— start DATA EXCERPTS —

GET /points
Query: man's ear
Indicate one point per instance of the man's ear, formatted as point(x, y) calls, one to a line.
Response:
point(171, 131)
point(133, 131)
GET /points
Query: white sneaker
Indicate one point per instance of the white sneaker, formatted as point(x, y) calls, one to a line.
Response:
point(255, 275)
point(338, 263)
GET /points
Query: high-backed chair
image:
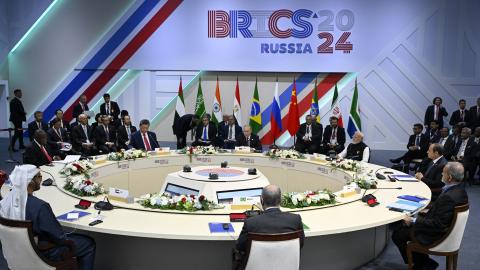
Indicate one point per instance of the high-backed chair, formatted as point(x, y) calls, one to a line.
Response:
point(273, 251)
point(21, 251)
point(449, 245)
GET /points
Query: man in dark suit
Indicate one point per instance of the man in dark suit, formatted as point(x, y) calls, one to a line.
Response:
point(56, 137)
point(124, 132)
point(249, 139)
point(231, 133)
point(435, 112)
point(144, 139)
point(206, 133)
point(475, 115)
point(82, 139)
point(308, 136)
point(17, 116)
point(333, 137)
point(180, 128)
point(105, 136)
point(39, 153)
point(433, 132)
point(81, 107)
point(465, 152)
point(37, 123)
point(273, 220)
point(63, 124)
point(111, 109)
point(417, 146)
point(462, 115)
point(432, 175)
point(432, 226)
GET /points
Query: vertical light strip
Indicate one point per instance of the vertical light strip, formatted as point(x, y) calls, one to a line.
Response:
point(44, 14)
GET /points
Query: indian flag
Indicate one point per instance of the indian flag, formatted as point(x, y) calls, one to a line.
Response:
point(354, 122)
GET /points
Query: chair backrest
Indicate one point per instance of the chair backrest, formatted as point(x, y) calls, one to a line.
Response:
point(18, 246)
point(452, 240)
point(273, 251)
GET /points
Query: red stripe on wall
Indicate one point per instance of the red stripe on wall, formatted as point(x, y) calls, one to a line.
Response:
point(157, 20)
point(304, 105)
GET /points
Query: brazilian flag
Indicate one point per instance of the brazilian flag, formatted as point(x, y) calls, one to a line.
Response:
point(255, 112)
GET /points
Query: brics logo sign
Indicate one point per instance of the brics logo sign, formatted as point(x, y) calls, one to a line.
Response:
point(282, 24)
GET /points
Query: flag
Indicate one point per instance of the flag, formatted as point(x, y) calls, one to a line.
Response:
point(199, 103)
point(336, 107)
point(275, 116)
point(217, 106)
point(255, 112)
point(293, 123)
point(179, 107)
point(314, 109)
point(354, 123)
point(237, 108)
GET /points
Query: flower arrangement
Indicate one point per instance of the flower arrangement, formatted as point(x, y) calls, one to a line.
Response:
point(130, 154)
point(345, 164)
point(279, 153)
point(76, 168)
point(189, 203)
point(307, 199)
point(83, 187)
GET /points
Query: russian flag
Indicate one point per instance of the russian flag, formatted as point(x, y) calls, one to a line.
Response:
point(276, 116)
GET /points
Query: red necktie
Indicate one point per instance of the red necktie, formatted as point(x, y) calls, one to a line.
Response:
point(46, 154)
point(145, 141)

— end DATA EXCERPTS —

**WHAT THE TASK REQUIRES**
Repeat the lines of the material above from its first line through the line that contains "point(354, 122)", including that line, and leave the pictures out.

**THE OUTPUT**
GET /points
Query: man's ear
Indicate one point per instance of the man's ear, formatted as point(x, y) calls, one to a line.
Response:
point(171, 131)
point(133, 131)
GET /points
Query: white sneaker
Indicate one point per instance of the white sneaker, formatted as point(x, y) calls, one to a line.
Response:
point(255, 275)
point(338, 263)
GET /points
Query: high-backed chair
image:
Indicate one point per instance of the high-backed chair, formatted as point(x, y) calls, one to a line.
Response:
point(273, 251)
point(21, 251)
point(449, 245)
GET /points
Query: man in dark suit
Indicate one point per instance of the man in dark suit, formatted as point(x, y) calls, one to a line.
Response:
point(56, 137)
point(124, 132)
point(249, 139)
point(231, 133)
point(435, 112)
point(144, 139)
point(206, 133)
point(475, 115)
point(82, 139)
point(308, 136)
point(17, 116)
point(333, 137)
point(180, 128)
point(105, 136)
point(39, 153)
point(433, 132)
point(81, 107)
point(465, 152)
point(37, 123)
point(273, 220)
point(63, 124)
point(111, 109)
point(417, 146)
point(462, 115)
point(432, 175)
point(432, 226)
GET /points
Query: vertical light strip
Indicate one point per instance of the vertical light strip, formatted as point(x, y) calls, one to a line.
Response:
point(44, 14)
GET /points
Query: indian flag
Indicate one point per instance of the indian flag, formatted as point(x, y) calls, one to a line.
Response:
point(354, 122)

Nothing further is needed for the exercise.